> [LIST OF TASKS]
A: According to the passage on neural networks for intrusion detection, what two neural networks did the researchers build?
B: From the passage on neural networks for intrusion detection, copy the words starting at "Our previous research" and ending at "for misuse detection.".

> [PROVIDED PASSAGE]
....................
The goal in using artificial neural networks (ANNs) for intrusion detection is to be able to generalize from incomplete data and to be able to classify online data as being normal or intrusive. An artificial neural network is composed of simple processing units, or nodes, and connections between them. The connection between any two units has some weight, which is used to determine how much one unit will affect the other. A subset of the units of the network acts as input nodes, and another subset acts as output nodes. By assigning a value, or activation, to each input node, and allowing the activations to propagate through the network, a neural network performs a functional mapping from one set of values (assigned to the input nodes) to another set of values (retrieved from the output nodes). The mapping itself is stored in the weights of the network.

In this work, a classical feed-forward multi-layer perceptron network was implemented: a backpropagation neural network. The backpropagation network has been used successfully in other intrusion detection studies [10,2]. The backpropagation network, or backprop, is a standard feedforward network. Input is submitted to the network and the activations for each level of neurons are cascaded forward.

Our previous research in intrusion detection with BSM data used an equality matching technique to look up currently observed program behavior that had been previously stored in a table. While the results were encouraging, we also realized that the equality matching approach had no possibility of generalizing from previously observed behavior. As a result, we are pursuing research in using artificial neural networks to accomplish the same goals, albeit with better performance. Specifically, we are interested in the capability of ANNs to generalize from past observed behavior to detect novel attacks against systems. To this end, we constructed two different ANNs: one for anomaly detection and one for misuse detection.
....................
> [ROWS]
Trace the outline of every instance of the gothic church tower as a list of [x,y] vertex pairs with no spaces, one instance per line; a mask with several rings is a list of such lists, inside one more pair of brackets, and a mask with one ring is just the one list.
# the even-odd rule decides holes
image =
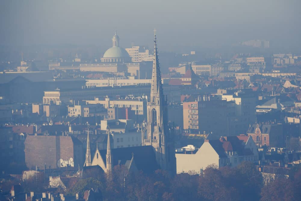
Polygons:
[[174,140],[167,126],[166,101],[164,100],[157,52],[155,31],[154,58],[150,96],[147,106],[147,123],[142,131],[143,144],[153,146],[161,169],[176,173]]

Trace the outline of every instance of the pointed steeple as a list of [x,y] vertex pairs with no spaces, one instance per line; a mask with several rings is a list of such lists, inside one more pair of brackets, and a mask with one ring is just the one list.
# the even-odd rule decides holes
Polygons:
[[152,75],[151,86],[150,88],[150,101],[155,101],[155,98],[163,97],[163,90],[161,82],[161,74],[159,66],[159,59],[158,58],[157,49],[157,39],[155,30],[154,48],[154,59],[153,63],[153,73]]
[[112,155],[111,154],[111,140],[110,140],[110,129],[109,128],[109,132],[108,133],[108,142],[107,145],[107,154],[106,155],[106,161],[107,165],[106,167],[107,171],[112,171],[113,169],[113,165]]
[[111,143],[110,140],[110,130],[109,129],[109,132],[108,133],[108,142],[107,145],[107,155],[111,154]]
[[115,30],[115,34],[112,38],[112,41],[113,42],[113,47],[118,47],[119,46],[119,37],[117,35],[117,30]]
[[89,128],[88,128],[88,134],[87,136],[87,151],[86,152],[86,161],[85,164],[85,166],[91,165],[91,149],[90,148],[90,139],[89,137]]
....................
> [SOLUTION SET]
A: One for anomaly detection and one for misuse detection.

B:
Our previous research in intrusion detection with BSM data used an equality matching technique to look up currently observed program behavior that had been previously stored in a table. While the results were encouraging, we also realized that the equality matching approach had no possibility of generalizing from previously observed behavior. As a result, we are pursuing research in using artificial neural networks to accomplish the same goals, albeit with better performance. Specifically, we are interested in the capability of ANNs to generalize from past observed behavior to detect novel attacks against systems. To this end, we constructed two different ANNs: one for anomaly detection and one for misuse detection.